◆ **WHAT THE EXERCISE ASKS**: Report back each line of the data that contains the word "curtain".
── ENTRIES PROVIDED
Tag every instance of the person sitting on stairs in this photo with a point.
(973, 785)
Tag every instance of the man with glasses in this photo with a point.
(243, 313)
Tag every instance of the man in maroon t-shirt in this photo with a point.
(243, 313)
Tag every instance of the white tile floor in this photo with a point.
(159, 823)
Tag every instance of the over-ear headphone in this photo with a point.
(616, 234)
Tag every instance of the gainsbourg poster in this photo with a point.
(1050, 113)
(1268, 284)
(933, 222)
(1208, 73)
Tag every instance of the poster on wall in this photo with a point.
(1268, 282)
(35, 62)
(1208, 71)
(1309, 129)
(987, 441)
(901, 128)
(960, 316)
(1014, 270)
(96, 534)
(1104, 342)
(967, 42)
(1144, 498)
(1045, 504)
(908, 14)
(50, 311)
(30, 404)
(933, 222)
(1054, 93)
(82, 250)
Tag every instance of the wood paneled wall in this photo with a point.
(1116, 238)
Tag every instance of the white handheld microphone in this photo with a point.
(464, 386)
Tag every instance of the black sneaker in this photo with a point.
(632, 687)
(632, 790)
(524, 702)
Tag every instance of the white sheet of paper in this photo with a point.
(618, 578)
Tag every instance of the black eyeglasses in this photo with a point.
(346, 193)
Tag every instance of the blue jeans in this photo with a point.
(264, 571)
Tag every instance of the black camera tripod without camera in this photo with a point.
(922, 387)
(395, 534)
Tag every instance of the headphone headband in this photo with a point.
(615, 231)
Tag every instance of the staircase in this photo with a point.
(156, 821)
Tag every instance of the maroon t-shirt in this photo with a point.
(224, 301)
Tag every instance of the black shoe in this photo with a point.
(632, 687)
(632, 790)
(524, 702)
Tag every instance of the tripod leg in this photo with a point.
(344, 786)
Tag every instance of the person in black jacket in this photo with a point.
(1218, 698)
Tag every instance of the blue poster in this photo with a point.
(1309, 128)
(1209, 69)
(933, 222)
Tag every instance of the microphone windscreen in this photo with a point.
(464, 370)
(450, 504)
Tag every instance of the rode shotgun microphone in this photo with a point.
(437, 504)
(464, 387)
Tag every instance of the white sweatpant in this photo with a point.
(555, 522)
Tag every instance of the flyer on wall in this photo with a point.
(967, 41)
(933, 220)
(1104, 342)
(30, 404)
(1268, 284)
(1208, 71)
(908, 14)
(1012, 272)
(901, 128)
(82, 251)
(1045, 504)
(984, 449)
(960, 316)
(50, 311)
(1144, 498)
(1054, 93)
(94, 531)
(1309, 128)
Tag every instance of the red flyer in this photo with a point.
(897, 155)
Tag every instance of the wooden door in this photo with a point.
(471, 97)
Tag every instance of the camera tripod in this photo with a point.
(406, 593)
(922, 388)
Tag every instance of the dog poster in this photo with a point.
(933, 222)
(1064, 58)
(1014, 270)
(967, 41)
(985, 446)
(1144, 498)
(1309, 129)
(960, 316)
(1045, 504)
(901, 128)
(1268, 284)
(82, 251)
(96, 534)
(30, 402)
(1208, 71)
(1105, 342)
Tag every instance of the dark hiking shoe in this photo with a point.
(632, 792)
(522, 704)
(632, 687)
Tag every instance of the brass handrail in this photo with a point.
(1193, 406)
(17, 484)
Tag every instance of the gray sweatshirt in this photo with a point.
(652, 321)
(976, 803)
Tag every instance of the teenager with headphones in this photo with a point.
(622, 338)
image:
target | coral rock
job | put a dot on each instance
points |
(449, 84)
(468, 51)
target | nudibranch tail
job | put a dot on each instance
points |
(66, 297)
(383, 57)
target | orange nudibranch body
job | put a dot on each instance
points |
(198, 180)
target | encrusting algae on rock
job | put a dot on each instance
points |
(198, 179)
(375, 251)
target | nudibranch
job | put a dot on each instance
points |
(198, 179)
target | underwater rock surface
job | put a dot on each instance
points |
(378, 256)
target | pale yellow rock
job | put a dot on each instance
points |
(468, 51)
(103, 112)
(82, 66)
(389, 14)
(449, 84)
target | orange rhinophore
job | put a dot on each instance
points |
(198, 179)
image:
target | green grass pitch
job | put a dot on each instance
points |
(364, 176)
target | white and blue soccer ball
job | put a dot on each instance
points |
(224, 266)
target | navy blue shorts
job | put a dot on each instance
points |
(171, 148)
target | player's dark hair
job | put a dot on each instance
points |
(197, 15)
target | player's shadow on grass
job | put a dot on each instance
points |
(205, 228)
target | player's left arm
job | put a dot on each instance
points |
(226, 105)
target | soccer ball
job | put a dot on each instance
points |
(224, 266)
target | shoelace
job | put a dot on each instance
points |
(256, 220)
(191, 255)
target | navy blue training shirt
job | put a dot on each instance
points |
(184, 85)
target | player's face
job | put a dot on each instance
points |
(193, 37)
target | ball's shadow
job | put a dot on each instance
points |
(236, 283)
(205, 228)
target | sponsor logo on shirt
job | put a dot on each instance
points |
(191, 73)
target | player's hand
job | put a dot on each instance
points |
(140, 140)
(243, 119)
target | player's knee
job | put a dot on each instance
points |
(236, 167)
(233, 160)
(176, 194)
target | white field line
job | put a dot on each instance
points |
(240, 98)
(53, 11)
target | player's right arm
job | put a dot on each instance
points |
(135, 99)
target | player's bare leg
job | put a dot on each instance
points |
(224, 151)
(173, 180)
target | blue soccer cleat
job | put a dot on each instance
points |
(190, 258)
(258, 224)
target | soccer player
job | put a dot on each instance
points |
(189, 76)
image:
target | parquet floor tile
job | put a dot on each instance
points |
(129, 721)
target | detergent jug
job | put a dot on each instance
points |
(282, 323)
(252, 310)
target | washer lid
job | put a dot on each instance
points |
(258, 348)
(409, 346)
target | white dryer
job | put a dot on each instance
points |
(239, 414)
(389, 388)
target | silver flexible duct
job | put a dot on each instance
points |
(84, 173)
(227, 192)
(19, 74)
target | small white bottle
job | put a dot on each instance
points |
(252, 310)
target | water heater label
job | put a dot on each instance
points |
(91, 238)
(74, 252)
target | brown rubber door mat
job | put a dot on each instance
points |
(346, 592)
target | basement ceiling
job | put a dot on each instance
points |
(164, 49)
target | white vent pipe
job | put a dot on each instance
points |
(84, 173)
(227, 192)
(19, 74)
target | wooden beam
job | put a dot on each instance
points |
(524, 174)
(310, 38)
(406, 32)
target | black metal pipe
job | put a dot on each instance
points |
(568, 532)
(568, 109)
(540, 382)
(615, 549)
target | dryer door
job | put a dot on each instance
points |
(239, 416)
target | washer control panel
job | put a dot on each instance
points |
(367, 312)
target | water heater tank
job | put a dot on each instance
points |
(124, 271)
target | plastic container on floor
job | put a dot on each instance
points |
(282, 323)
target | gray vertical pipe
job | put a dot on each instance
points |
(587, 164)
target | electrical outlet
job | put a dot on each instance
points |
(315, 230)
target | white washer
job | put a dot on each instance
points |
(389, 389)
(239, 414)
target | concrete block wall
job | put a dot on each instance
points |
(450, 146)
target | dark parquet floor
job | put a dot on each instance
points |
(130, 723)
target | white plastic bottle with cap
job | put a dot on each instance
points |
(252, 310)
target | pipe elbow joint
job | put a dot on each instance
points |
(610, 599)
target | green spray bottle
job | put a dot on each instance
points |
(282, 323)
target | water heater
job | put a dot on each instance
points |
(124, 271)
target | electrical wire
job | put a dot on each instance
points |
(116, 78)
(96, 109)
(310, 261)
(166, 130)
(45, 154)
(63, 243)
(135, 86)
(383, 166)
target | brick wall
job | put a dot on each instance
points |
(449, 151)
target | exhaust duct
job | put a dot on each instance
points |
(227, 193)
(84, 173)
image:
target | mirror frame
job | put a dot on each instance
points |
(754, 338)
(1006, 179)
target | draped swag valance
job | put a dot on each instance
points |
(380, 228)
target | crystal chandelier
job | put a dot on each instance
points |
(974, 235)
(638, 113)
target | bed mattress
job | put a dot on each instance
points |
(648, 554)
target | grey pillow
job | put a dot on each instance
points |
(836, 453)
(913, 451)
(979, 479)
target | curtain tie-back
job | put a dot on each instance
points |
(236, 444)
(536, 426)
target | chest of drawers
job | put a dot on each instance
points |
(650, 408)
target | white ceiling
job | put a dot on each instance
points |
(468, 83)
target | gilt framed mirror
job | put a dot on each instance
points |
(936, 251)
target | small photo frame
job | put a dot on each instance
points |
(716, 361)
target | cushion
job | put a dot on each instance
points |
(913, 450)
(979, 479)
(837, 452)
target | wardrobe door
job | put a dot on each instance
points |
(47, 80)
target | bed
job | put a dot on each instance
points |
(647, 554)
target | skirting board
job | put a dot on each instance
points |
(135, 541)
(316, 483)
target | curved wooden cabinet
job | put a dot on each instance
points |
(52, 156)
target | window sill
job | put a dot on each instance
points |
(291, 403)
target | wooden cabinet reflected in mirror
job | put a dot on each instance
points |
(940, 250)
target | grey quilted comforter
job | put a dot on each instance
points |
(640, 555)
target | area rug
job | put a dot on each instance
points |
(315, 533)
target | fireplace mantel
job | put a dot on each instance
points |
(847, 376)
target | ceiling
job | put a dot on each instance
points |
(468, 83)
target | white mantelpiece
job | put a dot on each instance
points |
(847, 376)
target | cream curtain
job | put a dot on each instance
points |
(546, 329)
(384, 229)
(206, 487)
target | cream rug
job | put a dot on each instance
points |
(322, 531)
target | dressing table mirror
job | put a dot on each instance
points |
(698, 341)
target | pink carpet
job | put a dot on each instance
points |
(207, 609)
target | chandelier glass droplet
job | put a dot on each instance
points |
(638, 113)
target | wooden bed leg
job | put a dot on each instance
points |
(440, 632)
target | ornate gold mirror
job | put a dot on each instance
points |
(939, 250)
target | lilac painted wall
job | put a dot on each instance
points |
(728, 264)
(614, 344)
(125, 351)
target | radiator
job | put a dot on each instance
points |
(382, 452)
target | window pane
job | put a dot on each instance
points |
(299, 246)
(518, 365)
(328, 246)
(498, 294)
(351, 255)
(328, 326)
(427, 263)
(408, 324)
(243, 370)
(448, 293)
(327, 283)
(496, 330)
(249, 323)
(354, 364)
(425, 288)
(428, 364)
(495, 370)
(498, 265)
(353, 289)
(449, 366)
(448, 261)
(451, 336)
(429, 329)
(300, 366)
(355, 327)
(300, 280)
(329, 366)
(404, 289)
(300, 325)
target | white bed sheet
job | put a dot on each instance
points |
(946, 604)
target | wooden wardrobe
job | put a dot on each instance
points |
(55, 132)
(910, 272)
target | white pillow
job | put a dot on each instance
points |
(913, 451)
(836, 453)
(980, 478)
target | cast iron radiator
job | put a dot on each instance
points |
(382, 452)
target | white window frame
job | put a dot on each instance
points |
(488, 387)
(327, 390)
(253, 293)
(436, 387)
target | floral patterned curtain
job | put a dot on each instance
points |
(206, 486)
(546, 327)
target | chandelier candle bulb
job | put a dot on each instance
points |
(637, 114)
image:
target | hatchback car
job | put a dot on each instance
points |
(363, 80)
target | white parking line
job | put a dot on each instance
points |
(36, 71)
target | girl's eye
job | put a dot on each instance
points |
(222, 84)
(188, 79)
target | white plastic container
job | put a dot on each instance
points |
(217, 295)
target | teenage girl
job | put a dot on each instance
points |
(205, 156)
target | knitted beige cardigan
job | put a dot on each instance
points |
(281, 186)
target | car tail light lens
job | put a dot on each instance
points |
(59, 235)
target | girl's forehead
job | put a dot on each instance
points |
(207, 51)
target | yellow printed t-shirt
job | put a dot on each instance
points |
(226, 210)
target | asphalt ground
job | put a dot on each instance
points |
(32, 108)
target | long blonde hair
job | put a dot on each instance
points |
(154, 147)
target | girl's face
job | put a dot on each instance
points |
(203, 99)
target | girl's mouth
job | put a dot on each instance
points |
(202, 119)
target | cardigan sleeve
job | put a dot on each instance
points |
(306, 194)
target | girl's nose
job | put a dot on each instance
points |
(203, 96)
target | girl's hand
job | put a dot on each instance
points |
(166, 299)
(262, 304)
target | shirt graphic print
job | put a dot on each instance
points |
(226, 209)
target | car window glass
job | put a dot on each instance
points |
────
◆ **WRITTEN ANSWER**:
target | curtain tie-back
target | cream curtain
target | floral patterned curtain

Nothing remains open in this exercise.